**Your assignment:** Copy out the lines beginning at the one with "Indicates every instance" and ending at the last line of the data, both included; pictures stay out.
[Supplied material]
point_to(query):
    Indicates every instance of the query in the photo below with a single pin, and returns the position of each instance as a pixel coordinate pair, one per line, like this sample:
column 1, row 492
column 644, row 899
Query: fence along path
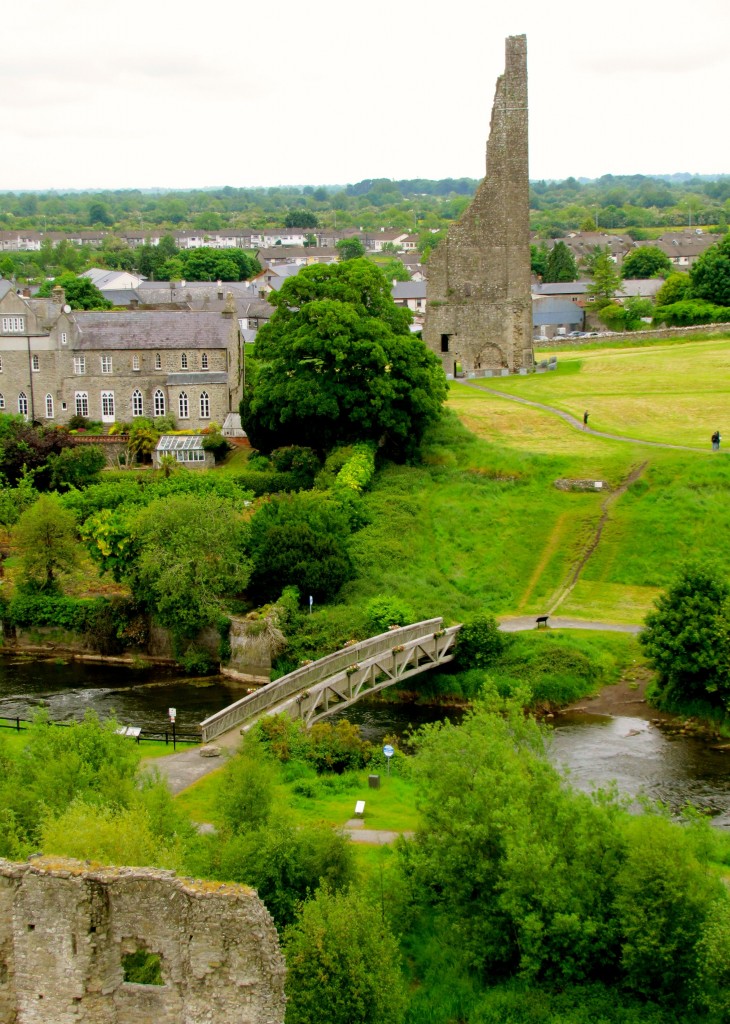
column 313, row 691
[/Supplied material]
**Exercise result:**
    Indicates every instance of the query in the photo below with a single pin, and returns the position of each instance as a pixel coordinate pair, one per line, like this sample:
column 1, row 492
column 644, row 899
Query: fence along path
column 313, row 691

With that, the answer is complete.